(TASKS TO PERFORM):
1. List the themes that the passage on The Sea Lady says the novel explores.
2. Answer these questions on the passage about The Sea Lady:
(a) In which magazine was the novel serialized?
(b) In what year does the mermaid come ashore?
(c) What alias does the mermaid use in society?
3. Carry on the passage about the H. G. Wells novel The Sea Lady from its final sentence, keeping the same style and tone.

(EXCERPT):
__________________________________________________

The Sea Lady is a fantasy novel  by British writer H. G. Wells, including some of the aspects of a fable. It was serialized from July to December 1901 in Pearson's Magazine before being published as a volume by Methuen. The inspiration for the novel was Wells's glimpse of May Nisbet, the daughter of the Times drama critic, in a bathing suit, when she came to visit at Sandgate, Wells having agreed to pay her school fees after her father's death.

In presenting a creature of legend active in the prosaic contemporary genteel English society, the book clearly falls into the definition of contemporary or even urban fantasy, at the time not yet recognized as a distinct subgenre.

Plot 
The intricately narrated story involves a mermaid who comes ashore on the southern coast of England in 1899. Feigning a desire to become part of genteel society (under the alias "Miss Doris Thalassia Waters"), the mermaid's real design is to seduce Harry Chatteris, a man she saw "some years ago" in "the South Seas—near Tonga," who has taken her fancy. This she reveals in a conversation with the narrator's second cousin Melville, a friend of the family who adopts "Miss Waters". As a supernatural being, she is unimpressed with the fact that Chatteris is engaged to the socially-minded Miss Adeline Glendower and is trying to make amends for his wastrel youth by entering politics. With mere words, the mermaid shakes both Chatteris and Melville's faith in their society's norms and expectations, enigmatically telling them that "there are better dreams". In the end, Chatteris is unable to resist her alluring charms, though succumbing supposedly means his death.

Themes 

Couched in the language of fantasy and romance that blends with light-hearted social satire, The Sea Lady explores serious themes of nature, sex, the imagination, and the ideal in an Edwardian world in which moral restraints are loosening. Wells wrote in Experiment in Autobiography that The Sea Lady reflected his "craving for some lovelier experience than life had yet given me."

__________________________________________________

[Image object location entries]
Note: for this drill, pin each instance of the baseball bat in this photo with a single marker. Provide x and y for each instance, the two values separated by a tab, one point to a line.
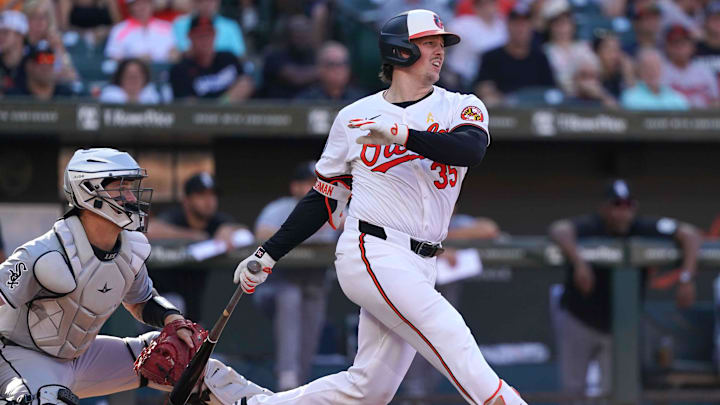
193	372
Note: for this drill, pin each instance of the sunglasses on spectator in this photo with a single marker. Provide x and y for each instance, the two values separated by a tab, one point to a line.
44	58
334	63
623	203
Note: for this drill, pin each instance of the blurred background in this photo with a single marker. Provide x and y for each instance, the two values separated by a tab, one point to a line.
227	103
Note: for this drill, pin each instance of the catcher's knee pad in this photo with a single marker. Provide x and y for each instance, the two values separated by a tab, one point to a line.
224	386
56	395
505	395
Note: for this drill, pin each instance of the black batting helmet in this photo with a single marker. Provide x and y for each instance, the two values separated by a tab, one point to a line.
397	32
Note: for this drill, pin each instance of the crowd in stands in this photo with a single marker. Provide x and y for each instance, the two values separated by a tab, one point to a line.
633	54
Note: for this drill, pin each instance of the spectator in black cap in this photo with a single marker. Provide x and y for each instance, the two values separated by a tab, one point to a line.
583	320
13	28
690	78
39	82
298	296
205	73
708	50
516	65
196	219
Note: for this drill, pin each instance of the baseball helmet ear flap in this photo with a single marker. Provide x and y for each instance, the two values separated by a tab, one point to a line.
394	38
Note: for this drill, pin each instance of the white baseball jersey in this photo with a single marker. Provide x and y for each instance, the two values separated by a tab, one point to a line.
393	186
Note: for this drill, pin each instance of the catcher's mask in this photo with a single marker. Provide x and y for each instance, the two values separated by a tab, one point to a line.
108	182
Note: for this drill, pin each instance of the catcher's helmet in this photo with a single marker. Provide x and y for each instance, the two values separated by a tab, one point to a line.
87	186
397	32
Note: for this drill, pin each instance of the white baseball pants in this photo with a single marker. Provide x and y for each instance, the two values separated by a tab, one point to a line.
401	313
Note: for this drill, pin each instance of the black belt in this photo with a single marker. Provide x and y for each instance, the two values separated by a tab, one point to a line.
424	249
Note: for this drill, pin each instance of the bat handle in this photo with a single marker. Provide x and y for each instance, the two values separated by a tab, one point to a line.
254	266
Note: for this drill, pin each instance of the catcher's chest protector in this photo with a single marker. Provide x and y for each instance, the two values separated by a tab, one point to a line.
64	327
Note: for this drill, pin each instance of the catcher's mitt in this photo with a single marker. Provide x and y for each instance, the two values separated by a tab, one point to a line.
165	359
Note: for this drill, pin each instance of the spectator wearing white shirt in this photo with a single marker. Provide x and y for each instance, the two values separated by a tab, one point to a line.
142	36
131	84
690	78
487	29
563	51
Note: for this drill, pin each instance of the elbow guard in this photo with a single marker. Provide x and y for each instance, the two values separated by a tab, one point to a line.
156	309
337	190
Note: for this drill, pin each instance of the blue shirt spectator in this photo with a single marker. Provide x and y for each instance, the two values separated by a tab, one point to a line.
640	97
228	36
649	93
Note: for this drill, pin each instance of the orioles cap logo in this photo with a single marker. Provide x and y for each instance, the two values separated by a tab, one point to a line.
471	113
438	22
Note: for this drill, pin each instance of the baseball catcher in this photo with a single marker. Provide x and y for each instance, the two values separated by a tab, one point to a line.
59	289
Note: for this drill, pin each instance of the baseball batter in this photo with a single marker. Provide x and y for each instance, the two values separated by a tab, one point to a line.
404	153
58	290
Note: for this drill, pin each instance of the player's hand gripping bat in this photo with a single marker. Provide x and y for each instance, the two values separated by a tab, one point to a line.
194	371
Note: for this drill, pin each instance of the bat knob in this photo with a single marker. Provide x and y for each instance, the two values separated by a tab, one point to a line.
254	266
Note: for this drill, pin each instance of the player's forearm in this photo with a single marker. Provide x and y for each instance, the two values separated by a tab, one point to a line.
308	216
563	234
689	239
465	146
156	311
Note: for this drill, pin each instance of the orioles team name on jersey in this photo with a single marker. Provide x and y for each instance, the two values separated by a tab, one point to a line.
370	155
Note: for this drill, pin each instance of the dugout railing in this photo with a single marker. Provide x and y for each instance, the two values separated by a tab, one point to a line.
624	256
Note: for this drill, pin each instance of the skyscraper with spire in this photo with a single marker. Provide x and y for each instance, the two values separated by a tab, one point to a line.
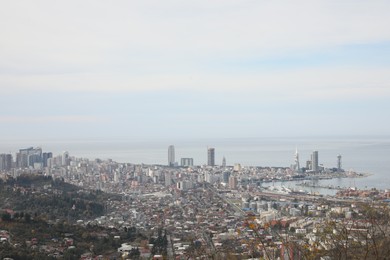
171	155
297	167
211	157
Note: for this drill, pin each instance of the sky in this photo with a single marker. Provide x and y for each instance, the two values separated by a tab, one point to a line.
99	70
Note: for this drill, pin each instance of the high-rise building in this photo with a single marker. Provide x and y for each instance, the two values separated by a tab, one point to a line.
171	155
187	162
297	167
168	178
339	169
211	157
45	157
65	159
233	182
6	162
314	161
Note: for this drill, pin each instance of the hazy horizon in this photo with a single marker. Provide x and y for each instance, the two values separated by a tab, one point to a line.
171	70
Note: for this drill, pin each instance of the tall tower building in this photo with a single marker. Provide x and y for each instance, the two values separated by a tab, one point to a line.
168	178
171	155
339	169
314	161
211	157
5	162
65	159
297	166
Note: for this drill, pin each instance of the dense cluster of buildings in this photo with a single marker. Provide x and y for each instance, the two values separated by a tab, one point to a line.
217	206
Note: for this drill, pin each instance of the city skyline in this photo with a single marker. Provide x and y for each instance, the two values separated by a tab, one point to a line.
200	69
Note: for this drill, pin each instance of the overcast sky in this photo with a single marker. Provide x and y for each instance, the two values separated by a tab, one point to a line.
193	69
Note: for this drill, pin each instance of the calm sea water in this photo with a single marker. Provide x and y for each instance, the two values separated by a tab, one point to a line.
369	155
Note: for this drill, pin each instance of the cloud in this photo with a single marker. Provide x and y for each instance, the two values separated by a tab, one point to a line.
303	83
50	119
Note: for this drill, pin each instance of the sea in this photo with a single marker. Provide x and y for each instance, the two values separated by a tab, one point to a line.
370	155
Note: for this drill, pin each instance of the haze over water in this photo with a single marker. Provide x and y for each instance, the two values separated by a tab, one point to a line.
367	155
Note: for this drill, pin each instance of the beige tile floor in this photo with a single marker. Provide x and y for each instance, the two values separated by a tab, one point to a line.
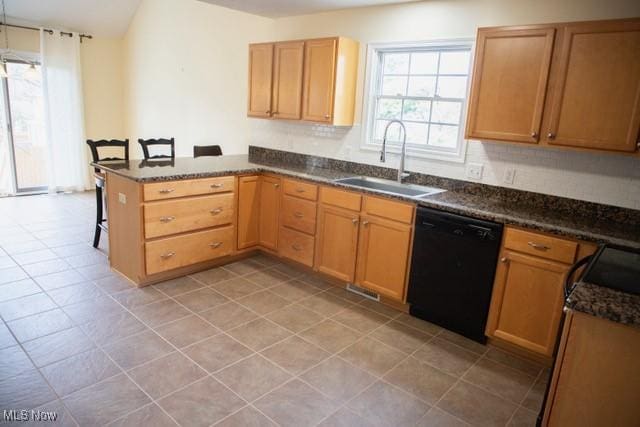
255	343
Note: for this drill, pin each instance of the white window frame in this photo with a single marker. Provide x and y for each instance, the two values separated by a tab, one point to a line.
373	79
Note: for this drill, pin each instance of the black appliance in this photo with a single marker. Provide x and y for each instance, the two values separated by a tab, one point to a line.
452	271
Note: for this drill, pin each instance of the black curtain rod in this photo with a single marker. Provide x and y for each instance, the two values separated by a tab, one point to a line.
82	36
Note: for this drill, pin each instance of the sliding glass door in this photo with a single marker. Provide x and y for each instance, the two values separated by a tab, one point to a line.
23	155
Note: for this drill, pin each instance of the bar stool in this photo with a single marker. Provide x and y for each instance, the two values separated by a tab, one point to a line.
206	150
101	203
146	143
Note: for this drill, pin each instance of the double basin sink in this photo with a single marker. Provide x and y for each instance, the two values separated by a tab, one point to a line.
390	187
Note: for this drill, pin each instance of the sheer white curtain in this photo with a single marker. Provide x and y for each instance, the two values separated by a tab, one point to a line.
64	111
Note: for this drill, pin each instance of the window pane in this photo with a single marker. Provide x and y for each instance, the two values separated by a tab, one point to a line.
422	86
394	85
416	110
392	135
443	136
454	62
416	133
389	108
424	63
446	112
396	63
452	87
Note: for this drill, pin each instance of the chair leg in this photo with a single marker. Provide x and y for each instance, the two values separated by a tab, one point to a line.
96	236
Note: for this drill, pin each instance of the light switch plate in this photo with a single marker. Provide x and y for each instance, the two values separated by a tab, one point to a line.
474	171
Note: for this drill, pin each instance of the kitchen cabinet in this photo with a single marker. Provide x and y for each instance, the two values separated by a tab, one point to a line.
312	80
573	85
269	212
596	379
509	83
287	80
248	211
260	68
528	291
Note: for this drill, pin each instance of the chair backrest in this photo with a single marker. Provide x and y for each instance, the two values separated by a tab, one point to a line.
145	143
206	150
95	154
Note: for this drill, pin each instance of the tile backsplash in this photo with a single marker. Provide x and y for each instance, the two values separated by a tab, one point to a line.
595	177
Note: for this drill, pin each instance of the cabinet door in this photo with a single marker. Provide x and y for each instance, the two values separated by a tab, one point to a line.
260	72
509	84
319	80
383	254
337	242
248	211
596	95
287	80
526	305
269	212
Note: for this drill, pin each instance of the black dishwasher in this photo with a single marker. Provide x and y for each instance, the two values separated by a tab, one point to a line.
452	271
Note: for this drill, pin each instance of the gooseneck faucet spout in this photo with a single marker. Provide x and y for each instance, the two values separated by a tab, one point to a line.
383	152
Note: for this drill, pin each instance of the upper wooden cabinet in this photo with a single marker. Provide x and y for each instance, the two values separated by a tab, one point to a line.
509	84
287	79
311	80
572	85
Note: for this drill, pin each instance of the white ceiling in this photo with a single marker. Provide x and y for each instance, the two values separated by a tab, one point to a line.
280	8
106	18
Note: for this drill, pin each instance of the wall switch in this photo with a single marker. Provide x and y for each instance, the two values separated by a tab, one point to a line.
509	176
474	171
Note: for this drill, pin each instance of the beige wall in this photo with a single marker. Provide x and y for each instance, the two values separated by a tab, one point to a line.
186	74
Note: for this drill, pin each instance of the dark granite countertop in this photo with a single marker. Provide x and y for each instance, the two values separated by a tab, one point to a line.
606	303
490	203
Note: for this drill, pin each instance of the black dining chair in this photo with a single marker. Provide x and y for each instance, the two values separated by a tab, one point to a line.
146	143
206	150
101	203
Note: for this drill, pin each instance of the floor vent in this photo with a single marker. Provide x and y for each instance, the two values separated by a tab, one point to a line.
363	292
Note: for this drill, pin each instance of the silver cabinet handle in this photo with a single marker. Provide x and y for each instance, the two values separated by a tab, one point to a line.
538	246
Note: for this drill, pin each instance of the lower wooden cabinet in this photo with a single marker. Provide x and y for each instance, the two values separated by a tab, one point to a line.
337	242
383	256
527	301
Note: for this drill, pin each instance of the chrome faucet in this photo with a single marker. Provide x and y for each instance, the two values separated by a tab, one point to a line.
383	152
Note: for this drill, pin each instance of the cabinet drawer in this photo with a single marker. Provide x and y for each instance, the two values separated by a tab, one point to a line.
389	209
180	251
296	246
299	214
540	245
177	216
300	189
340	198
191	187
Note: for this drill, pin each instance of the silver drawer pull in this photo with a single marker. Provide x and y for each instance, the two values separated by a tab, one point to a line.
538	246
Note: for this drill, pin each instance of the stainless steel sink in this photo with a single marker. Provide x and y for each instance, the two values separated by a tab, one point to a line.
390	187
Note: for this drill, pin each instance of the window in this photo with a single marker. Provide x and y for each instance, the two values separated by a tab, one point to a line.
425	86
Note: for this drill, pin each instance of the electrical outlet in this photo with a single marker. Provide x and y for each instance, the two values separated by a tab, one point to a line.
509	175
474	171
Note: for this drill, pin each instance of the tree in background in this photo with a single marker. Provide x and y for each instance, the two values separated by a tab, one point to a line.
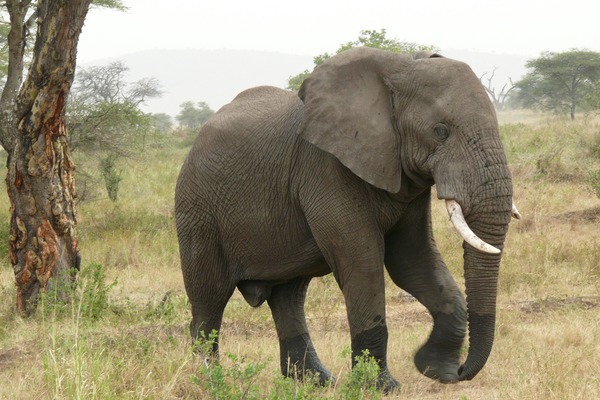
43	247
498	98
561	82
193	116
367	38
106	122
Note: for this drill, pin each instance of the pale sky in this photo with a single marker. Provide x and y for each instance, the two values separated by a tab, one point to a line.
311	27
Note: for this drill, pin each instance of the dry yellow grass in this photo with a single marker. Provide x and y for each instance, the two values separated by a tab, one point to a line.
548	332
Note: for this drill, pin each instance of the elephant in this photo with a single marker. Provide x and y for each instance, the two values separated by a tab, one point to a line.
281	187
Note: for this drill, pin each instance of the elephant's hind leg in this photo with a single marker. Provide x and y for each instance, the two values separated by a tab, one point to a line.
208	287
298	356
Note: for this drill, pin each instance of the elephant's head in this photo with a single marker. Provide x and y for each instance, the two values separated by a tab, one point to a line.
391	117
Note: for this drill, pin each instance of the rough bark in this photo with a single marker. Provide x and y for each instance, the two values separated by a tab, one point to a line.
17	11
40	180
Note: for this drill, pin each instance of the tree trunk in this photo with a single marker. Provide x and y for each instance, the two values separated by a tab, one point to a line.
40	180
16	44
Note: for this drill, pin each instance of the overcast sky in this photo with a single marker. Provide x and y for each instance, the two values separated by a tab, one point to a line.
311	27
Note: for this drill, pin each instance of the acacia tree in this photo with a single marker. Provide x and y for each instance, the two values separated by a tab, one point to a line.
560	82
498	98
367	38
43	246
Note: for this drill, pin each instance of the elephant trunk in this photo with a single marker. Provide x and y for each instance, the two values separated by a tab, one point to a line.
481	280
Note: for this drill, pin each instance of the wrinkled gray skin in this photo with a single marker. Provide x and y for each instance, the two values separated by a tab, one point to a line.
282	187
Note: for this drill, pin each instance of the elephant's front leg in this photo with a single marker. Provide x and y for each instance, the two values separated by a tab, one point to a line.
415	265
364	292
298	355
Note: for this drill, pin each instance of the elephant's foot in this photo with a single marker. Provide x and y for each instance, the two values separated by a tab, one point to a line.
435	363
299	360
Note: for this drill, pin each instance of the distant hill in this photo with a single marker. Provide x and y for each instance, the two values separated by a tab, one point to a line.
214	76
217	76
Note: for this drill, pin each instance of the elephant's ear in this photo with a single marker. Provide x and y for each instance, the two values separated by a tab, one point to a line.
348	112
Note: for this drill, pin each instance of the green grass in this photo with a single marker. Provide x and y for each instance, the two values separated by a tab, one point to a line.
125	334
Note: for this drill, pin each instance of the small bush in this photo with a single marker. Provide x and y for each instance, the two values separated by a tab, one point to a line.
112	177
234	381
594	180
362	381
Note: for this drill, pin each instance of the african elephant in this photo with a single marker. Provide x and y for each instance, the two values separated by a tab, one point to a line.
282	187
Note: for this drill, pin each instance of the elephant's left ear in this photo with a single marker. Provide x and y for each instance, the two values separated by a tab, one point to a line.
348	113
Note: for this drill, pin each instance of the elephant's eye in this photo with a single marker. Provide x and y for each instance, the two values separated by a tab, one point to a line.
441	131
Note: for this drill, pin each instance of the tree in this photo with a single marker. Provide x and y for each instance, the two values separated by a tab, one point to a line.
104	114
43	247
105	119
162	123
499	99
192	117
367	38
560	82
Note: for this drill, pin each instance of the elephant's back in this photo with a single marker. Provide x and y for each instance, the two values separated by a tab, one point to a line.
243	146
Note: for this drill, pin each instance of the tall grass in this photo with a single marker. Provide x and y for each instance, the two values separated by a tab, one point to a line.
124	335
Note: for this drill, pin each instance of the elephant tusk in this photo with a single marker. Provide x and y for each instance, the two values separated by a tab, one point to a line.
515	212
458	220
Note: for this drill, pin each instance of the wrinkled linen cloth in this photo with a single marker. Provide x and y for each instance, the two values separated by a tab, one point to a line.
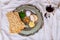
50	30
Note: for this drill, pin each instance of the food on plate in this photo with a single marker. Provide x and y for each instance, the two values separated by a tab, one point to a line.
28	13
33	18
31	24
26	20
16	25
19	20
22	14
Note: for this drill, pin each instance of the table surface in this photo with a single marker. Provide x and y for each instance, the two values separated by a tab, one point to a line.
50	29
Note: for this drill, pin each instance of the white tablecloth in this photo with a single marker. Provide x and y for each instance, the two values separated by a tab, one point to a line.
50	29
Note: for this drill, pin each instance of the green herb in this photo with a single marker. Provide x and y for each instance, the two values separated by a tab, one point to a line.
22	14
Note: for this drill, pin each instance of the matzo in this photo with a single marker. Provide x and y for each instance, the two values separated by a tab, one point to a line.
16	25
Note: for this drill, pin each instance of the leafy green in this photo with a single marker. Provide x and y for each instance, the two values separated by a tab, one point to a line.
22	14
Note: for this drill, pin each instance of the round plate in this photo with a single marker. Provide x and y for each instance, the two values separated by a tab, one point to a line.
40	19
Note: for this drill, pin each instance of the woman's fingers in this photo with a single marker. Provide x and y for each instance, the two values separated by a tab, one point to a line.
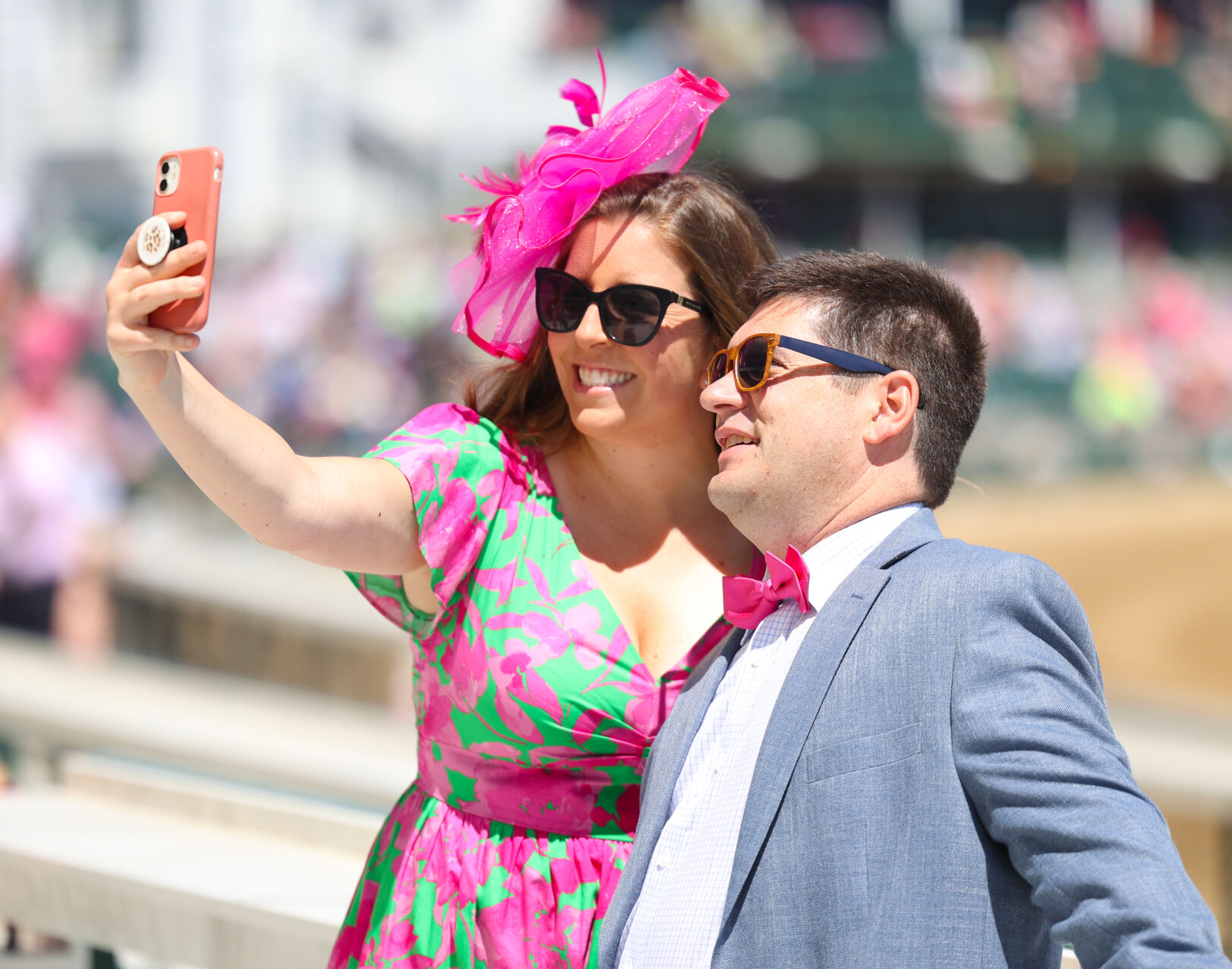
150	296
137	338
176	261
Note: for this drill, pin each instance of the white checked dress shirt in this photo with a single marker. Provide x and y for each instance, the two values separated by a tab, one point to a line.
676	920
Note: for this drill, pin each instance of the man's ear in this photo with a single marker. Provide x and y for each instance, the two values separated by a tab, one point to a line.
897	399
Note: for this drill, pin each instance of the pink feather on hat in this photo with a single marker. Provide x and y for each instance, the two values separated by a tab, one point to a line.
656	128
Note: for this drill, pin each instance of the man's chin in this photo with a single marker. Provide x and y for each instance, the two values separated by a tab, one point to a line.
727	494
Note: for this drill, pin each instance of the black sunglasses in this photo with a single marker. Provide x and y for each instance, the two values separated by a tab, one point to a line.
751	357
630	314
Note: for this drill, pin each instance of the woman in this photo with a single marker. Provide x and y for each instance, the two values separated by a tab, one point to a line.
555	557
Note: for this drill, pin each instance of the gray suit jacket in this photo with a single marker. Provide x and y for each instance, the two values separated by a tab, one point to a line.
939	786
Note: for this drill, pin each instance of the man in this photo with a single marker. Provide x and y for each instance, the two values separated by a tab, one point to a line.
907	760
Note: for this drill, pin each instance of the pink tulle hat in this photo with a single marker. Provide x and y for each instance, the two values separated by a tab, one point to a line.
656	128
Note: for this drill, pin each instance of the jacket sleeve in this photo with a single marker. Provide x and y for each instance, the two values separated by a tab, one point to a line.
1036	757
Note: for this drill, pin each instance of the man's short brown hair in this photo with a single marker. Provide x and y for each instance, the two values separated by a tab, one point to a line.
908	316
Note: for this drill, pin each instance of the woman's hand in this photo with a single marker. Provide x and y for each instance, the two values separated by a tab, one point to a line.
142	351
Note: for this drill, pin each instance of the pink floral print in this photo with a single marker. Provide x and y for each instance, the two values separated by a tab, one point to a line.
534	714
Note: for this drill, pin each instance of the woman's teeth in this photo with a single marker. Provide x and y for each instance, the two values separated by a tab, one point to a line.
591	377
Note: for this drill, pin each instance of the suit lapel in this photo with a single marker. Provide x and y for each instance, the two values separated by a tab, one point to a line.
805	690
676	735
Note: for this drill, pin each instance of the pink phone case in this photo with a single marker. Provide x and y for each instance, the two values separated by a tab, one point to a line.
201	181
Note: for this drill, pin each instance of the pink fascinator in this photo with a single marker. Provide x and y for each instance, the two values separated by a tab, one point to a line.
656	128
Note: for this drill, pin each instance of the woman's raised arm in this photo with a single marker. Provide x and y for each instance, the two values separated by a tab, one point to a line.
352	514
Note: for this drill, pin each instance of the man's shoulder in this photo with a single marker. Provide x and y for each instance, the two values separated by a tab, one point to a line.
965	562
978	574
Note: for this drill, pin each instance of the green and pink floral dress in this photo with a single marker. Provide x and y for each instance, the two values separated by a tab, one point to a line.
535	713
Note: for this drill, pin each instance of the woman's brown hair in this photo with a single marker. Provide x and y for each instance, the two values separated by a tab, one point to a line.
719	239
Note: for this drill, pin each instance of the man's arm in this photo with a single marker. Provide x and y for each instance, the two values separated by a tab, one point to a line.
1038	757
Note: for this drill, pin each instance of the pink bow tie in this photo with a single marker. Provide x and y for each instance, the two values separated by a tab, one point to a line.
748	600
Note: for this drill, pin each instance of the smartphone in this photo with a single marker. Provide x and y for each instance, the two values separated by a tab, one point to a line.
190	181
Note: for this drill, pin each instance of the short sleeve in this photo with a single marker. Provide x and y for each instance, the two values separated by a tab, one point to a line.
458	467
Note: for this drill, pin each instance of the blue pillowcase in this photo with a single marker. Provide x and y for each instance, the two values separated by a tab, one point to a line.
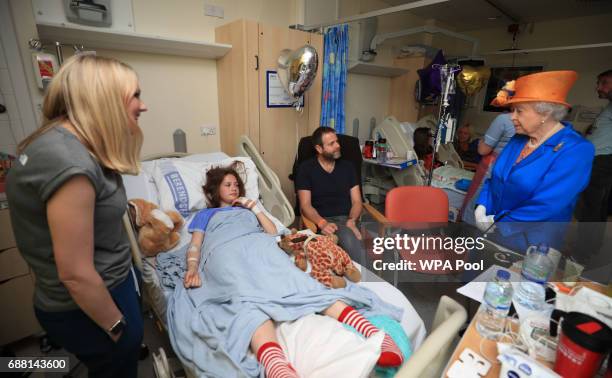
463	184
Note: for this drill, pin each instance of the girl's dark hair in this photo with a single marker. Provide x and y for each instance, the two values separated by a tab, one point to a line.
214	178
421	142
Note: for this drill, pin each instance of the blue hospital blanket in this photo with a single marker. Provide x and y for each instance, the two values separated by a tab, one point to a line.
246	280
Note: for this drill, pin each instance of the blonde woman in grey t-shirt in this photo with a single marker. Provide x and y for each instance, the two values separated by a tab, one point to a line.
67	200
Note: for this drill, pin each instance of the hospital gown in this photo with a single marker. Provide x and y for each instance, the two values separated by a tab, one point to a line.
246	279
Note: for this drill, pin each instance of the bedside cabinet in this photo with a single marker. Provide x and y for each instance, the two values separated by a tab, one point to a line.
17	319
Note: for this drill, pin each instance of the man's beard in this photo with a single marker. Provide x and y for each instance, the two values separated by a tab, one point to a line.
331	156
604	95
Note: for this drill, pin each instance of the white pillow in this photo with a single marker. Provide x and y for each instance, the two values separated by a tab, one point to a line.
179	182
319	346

__________________________________________________

(ANSWERS PER TASK):
1. Nature, sex, the imagination, the ideal

2.
(a) Pearson's Magazine
(b) 1899
(c) Miss Doris Thalassia Waters

3.
In its narrative structure, The Sea Lady plays cleverly with conventions of historical and journalistic research and verification. According to John Clute, "Structurally it is the most complex thing Wells ever wrote, certainly the only novel Wells ever wrote to directly confirm our understanding that he did, indeed, read Henry James." Adam Roberts has argued that The Sea Lady was written in a kind of dialogue with James's The Sacred Fount (1901).

See also 
 The Lady from the Sea
 The Little Mermaid
 Undine
 Mermaids in popular culture

References

Further reading 
 
 
 
 
 McLean, Steven, A fantastic, unwholesome little dream': The Illusion of Reality and Sexual Politics in H. G. Wells's The Sea Lady", Papers on Language and Literature, 49 (2013), 70–85.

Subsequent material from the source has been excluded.